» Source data
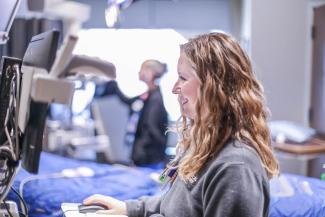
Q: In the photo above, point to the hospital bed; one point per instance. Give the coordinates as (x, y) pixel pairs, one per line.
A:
(67, 180)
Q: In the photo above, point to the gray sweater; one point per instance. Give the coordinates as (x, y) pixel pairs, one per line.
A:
(233, 184)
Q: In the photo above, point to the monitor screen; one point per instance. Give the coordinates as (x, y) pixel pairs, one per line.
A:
(40, 53)
(8, 10)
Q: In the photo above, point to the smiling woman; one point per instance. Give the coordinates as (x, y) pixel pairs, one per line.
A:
(224, 158)
(187, 86)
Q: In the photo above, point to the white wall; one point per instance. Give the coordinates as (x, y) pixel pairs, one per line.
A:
(279, 35)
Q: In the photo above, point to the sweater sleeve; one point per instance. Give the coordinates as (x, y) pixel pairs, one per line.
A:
(147, 206)
(233, 191)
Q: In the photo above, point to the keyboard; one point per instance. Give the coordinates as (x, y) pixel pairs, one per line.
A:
(72, 210)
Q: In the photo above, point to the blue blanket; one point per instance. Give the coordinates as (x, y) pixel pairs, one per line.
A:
(291, 195)
(45, 192)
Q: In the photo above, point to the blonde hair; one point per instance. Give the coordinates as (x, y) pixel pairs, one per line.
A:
(234, 100)
(158, 67)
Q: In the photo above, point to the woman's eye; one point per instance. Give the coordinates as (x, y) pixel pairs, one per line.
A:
(182, 78)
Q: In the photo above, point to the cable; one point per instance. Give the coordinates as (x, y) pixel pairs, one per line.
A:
(6, 207)
(22, 201)
(16, 68)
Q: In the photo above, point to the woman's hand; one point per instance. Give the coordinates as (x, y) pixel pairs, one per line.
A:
(114, 206)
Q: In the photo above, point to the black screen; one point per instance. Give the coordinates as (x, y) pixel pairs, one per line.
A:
(40, 53)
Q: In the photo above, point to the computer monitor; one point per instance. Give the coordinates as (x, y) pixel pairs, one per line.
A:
(8, 10)
(40, 53)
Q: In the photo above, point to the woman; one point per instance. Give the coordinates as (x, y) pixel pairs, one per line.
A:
(224, 158)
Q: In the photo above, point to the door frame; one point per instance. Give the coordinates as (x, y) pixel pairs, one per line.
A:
(309, 55)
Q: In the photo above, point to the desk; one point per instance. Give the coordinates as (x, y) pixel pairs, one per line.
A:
(302, 159)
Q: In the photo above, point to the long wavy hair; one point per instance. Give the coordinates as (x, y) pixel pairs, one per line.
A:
(230, 105)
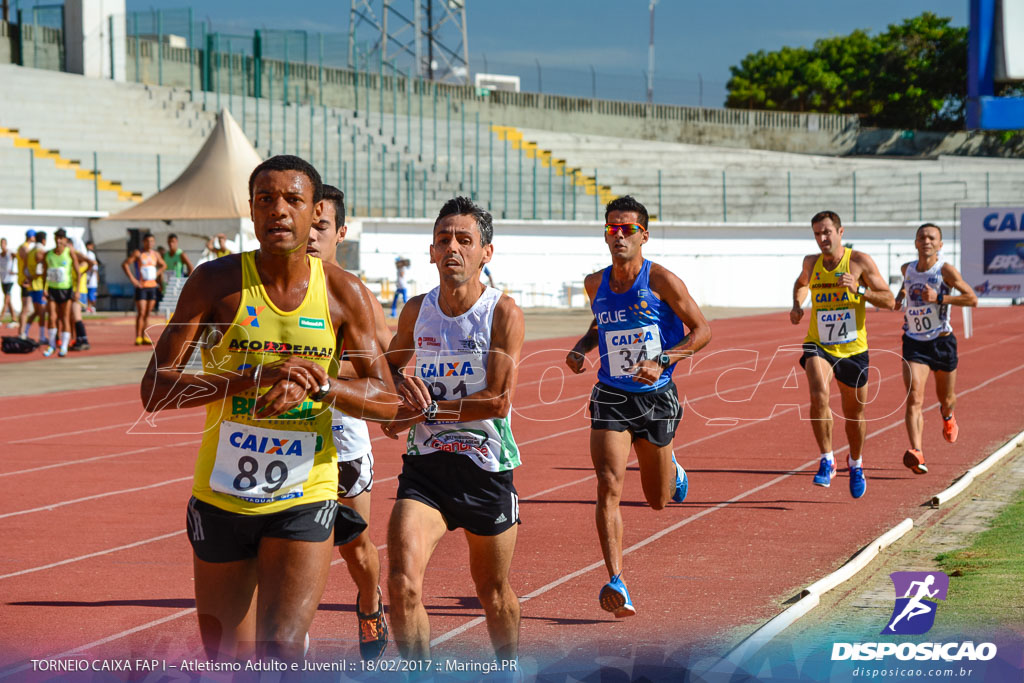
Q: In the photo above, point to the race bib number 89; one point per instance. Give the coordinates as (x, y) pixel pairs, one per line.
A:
(837, 327)
(262, 465)
(628, 347)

» Directions for this task
Take the lines above from the one containing "Q: In the photo above, point to the monitor" down to the one containing "Q: In the photo above, point to the black", and transcribe them exactly, both ends included.

» Reply to the task
Q: In the photo above, point to the monitor screen; one point per instance. Give the coordinates as (x, y) pixel pairs, one per line.
A:
(40, 53)
(8, 10)
Q: In the photo above, point to the smiling woman; one point per instance. Give the coordinates as (x, y) pixel pairs, one per line.
A:
(224, 158)
(187, 86)
Q: In the photo above, point to the white wall; one point per instance. Give the coordinates as (x, y) pixel pairs, one per line.
A:
(279, 35)
Q: In the photo above, point to the sweater sleeve; one point per instance. Give the coordinates as (x, y) pixel pairs, one per line.
A:
(147, 206)
(233, 191)
Q: In the photo above, point to the keyboard; one point per instance. Give the coordinates as (x, y) pixel pairs, one per line.
A:
(72, 210)
Q: In the photo above, point to the blue blanket; one point per instance. Give the coordinates as (x, y) pixel pairs, one per line.
A:
(291, 195)
(45, 192)
Q: In the photo above, point to the blonde hair; one point per instance. Give the coordinates as (x, y) pixel pairs, one per line.
A:
(234, 100)
(158, 67)
Q: In the photo above, point to the woman's eye; one point per instance. Give the coordinates as (x, y) pixel pairs, one per line.
A:
(182, 78)
Q: In the photo above, point to the cable; one point per instance. Give the coordinates as (x, y) pixel pairs, one per line.
A:
(6, 207)
(22, 201)
(16, 68)
Q: In the photo above, point to the woman's hand; one point per instance. Give the coordinates as (x, y) pixel pairs, one per line.
A:
(114, 206)
Q: In the photo above, point to the black screen; one point per instance. Give the coordinates as (x, y) pixel pairs, one per line.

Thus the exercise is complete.